Укажите, какие две основные трактовки понятия «текст» существуют в теории согласно фрагменту о понятии «текст».
**** ФРАГМЕНТ ТЕКСТА
У этого термина существуют и другие значения, см. Текст (значения).
Текст (от лат.textus — ткань; сплетение, сочетание) — зафиксированная на каком-либо материальном носителе человеческая мысль; в общем плане связная и полная последовательность символов. В лингвистике термин «текст» используется в более широком значении, включая также образцы устной речи. Равным образом, текст с определённой спецификой может быть музыкальным, живописным и поэтическим.
В теории существуют две основные трактовки понятия «текст»: имманентная (расширенная, философски нагруженная) и репрезентативная (более частная). Имманентный подход подразумевает отношение к тексту как к автономной реальности, нацеленность на выявление его внутренней структуры. Репрезентативный — рассматривает тексты исключительно внутри окружающего их контекста реальности, как особую форму воплощения знаний о внешней тексту действительности.
Текст в афоризмах и кратких высказываниях[править]
Текст — как коробка с кубиками и с приложенной к ним неясной инструкцией: каждый ребёнок построит из этих ресурсов что-то иное, и даже один ребёнок может успешно строить из этих кубиков разные сооружения.
...автор вынужден вести себя по отношению к собственным текстам всегда примерно так же, как человек по отношению к собственному глазу — глаз не может сам себя увидеть!
********
**** ЗАПИСИ
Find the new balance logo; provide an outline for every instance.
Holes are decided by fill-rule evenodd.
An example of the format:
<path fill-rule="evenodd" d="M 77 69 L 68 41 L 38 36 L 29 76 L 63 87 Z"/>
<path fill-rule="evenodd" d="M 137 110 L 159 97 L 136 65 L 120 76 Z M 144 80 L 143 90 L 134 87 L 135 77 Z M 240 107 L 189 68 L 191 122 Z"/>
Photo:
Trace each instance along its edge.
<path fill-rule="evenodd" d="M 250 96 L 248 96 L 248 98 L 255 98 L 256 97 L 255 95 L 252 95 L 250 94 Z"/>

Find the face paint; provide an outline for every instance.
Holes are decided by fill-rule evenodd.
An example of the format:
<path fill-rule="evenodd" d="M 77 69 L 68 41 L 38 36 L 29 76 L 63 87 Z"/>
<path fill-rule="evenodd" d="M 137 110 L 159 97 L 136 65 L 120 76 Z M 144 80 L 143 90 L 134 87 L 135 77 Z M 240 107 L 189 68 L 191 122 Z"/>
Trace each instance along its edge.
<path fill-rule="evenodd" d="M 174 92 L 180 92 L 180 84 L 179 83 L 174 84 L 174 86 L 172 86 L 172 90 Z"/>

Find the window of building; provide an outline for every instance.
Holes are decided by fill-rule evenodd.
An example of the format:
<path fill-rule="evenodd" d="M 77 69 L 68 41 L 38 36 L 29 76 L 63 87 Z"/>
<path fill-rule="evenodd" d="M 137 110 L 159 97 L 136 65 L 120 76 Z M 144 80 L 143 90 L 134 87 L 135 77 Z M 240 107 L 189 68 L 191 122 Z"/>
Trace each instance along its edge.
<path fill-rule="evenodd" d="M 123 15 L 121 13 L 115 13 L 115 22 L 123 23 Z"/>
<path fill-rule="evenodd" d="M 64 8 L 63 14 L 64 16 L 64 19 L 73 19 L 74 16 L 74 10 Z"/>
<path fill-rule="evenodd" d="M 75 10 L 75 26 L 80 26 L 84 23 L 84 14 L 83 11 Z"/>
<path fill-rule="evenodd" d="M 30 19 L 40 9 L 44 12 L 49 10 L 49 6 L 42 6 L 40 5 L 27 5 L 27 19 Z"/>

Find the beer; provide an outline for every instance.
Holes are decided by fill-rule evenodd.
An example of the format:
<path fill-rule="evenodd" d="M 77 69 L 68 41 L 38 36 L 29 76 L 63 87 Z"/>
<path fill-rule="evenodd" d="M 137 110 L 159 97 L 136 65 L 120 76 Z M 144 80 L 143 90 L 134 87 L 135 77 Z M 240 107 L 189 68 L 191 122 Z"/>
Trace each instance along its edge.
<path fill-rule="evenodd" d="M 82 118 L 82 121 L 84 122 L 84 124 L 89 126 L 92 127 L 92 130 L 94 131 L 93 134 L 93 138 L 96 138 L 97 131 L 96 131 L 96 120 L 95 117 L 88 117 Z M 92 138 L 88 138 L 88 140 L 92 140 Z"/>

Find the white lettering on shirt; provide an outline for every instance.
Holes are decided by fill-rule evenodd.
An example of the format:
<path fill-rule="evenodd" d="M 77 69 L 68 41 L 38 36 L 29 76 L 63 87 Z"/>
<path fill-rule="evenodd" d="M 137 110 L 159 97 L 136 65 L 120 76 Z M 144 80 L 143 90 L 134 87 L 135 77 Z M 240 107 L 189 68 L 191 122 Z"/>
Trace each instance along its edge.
********
■ ОТВЕТ
Имманентная (расширенная, философски нагруженная) и репрезентативная (более частная).